## PASSAGE FOR REVIEW
⁂
UCL Library Services has continued to work hard to achieve the ambitious targets set out in the Student Experience Key Performance Area. In this second year of our strategy implementation our focus has been on maintaining momentum with the projects and initiatives that we set out in the strategy. Some of our successes this year include:
One of the key areas of the Student Experience KPA looks at skills development for our students. With pressures on the timetable and students' time being precious, colleagues across Library Services are aware that it can be difficult to integrate skills training into the student learning experience. However, our training provides students with an awareness of the thousands of resources that the Library provides and - very importantly - equips them with invaluable research skills that will be useful throughout their careers. A couple of new initiatives highlight efforts being made to increase both the take-up and relevance of our training.
Significant inroads were made to integrate information skills training into the evolving new medical undergraduate curriculum in 2012-13, with multiple points of input in most of the years through the "Use of Evidence" vertical module. Alongside clinical leads and interested students, Library staff at the Royal Free jointly co-ordinated and facilitated a four-week post-finals Student Selected Component on "evidence into practice: quality improvement". This ran in June 2013 for the first time and will be offered again in 2014.
⁂
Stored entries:

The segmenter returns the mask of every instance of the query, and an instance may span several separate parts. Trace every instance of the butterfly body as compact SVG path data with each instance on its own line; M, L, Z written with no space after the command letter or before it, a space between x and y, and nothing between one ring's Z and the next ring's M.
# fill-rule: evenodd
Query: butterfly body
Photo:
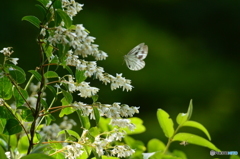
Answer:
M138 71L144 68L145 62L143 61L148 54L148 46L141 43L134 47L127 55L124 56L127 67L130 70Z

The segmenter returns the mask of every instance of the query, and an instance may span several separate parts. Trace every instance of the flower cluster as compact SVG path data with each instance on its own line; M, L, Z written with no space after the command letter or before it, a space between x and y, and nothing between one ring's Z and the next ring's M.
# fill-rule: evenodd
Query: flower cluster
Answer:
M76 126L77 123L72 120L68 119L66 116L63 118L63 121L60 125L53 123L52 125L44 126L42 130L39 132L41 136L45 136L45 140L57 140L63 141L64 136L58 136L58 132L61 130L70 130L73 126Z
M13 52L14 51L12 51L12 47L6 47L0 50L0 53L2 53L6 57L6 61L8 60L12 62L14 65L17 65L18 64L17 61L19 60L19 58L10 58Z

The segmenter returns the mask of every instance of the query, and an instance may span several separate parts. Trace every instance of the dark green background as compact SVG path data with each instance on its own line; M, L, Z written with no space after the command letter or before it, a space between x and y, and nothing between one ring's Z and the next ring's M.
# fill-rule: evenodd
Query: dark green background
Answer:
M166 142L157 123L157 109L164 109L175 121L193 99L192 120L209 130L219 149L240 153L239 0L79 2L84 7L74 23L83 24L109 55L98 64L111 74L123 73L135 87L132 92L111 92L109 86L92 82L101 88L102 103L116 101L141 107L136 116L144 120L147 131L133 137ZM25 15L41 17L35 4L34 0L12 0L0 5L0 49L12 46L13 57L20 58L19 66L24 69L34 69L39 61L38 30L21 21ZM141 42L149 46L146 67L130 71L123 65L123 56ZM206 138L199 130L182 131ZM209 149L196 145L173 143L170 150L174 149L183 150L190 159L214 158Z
⁂
## YOUR TASK
Rewrite the paragraph of the library report that begins "Significant inroads were made" as a short bulleted list that keeps its main facts.

## YOUR RESPONSE
- In 2012-13, information skills training was substantially integrated into the evolving new medical undergraduate curriculum.
- This training came in at multiple points in most years through the "Use of Evidence" vertical module.
- Library staff at the Royal Free worked with clinical leads and interested students to co-ordinate and facilitate a four-week post-finals Student Selected Component on "evidence into practice: quality improvement."
- It ran for the first time in June 2013 and will be offered again in 2014.